- **What is needed**:
Without leaving out a single line, restate the entries below exactly.

- **Working data**:
*** Block opens ***

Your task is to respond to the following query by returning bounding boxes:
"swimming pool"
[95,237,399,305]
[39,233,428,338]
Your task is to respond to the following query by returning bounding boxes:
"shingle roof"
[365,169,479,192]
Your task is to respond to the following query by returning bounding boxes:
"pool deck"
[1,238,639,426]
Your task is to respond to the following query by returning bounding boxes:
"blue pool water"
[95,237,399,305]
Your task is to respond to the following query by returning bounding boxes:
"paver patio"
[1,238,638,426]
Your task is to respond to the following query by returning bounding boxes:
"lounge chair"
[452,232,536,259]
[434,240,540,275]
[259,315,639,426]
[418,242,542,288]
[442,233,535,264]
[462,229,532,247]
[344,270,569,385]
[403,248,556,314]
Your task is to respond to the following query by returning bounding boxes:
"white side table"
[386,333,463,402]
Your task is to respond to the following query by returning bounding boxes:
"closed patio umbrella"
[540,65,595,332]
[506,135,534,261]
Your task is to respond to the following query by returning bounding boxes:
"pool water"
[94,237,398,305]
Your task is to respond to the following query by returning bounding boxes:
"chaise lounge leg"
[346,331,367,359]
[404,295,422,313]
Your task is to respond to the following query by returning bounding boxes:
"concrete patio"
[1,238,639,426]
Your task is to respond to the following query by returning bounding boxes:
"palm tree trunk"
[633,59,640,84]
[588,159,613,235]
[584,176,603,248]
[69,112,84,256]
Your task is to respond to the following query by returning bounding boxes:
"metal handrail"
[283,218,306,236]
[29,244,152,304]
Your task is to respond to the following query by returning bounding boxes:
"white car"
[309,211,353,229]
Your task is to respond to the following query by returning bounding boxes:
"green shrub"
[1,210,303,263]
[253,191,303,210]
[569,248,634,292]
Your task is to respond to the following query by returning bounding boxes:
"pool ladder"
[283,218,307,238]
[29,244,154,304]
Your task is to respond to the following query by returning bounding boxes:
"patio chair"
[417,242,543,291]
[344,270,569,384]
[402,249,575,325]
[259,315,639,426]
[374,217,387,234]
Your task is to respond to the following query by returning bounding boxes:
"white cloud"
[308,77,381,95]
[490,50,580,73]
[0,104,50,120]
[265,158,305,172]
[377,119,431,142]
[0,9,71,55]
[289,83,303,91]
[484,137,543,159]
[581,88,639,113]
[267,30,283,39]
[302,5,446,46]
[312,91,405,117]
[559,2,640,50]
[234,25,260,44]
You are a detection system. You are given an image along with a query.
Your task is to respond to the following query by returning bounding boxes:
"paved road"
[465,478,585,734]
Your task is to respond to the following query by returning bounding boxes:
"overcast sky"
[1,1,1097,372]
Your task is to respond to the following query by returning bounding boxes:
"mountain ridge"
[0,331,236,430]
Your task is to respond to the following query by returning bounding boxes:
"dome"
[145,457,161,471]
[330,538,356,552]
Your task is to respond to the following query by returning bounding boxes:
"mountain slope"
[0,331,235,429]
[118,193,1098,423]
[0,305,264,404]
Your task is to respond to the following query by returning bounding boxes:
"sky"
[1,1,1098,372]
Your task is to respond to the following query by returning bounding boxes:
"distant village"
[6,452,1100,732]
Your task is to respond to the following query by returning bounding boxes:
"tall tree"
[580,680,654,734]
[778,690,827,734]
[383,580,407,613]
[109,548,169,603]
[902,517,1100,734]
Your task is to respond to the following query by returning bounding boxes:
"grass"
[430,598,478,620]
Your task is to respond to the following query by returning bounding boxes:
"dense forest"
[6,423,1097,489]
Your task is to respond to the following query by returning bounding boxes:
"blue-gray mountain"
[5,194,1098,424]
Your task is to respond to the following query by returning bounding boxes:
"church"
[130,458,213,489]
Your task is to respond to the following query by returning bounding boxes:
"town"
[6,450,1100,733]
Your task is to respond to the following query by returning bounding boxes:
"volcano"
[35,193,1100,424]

*** Block closes ***

- **Solution to the exercise**:
Your task is to respond to the following query by returning bounding boxes:
"swimming pool"
[95,237,399,305]
[39,233,428,338]
Your task is to respond to the following query by returning bounding boxes:
"shingle roof"
[365,169,479,192]
Your task is to respond to the following query by returning bounding boxes:
"pool deck"
[1,238,639,426]
Your task is to respond to the following query by returning bounding boxes:
"blue pool water"
[95,237,399,305]
Your task is to respond to the following query by returning bounding boxes:
"paver patio"
[1,238,638,426]
Your task is to respond to the following query by returning bounding boxes:
"lounge chair"
[452,232,536,259]
[434,240,540,275]
[259,315,639,426]
[418,242,542,288]
[442,233,535,264]
[462,229,532,247]
[344,270,569,385]
[403,248,556,314]
Your task is to respond to the following query by returning bounding boxes:
"white side table"
[386,333,463,402]
Your task is to respond to the following query by returning bounding boxes:
"closed patio umbrella"
[540,65,595,332]
[506,135,534,261]
Your task is to respond to the following query by returning bounding boxes:
"pool water"
[94,237,398,305]
Your task is to respond to the following query by returning bounding boxes:
"chaise lounge leg"
[346,331,367,359]
[404,295,422,313]
Your task is to respond to the following query by returning bounding boxes:
"concrete patio"
[1,238,639,426]
Your task is to respond to the following query by returning bounding boxes:
"palm tree trunk"
[633,59,640,84]
[588,159,613,235]
[584,176,603,248]
[69,112,84,256]
Your task is to respond to the following query by returning bounding boxes:
"metal handrail"
[283,218,306,236]
[29,244,152,304]
Your task is to respond to the following query by returning bounding boxes:
"white car"
[309,211,353,229]
Your task is to respond to the following query by returning bounding boxes:
"green shrub"
[1,210,303,263]
[253,191,303,210]
[569,248,634,292]
Your task is to respond to the following query by returning bounding boxes:
"pool ladder"
[283,218,307,238]
[29,244,154,304]
Your task is to respond to the following query by returning bounding boxes:
"patio chair"
[417,242,543,291]
[344,270,569,384]
[402,249,575,325]
[259,315,639,426]
[374,217,387,234]
Your task is to respond to the following query by returning bounding boxes:
"white cloud"
[308,77,381,95]
[490,50,580,73]
[0,104,50,120]
[265,158,305,172]
[377,119,431,142]
[0,9,71,55]
[289,83,303,91]
[484,137,543,159]
[581,88,639,113]
[267,30,283,39]
[302,5,446,46]
[312,91,405,117]
[559,2,640,50]
[234,25,260,44]
You are a detection system. You are given an image along with a query.
Your task is to respond to the following query by returning bounding boxes:
"paved road"
[465,478,585,734]
Your task is to respond to the following query by returning bounding boxes:
"overcast sky"
[1,1,1097,372]
Your task is to respond to the following query by returning bounding boxes:
"mountain ridge"
[0,331,236,430]
Your task is to respond to the following query by returning bounding boxes:
"dome"
[145,457,161,471]
[330,538,356,552]
Your task is to respond to the following query by returning bounding boxes:
"mountain slope"
[0,331,235,429]
[118,193,1098,423]
[0,305,264,404]
Your task is to respond to the following query by returning bounding boxes:
"sky"
[1,1,1098,372]
Your task is to respond to the following query by returning bounding boxes:
"distant village"
[6,452,1100,732]
Your task is to respond to the following query by returning bounding boxes:
"tall tree"
[580,680,654,734]
[778,690,827,734]
[383,580,407,613]
[109,548,169,603]
[902,517,1100,734]
Your task is to respond to the following query by returning bounding boxes:
"grass"
[430,598,478,620]
Your task is to respond to the following query by returning bounding boxes:
"dense forest"
[6,423,1097,489]
Your task is to respond to the following query by returning bounding boxes:
"blue-gray mountain"
[5,194,1098,424]
Your task is to respond to the following query by returning bounding boxes:
"church"
[130,458,213,489]
Your task is to respond to the following query by returning bounding boxes:
"town"
[6,450,1100,733]
Your task is to respond to the following query by returning bounding boxes:
"volcano"
[35,193,1100,424]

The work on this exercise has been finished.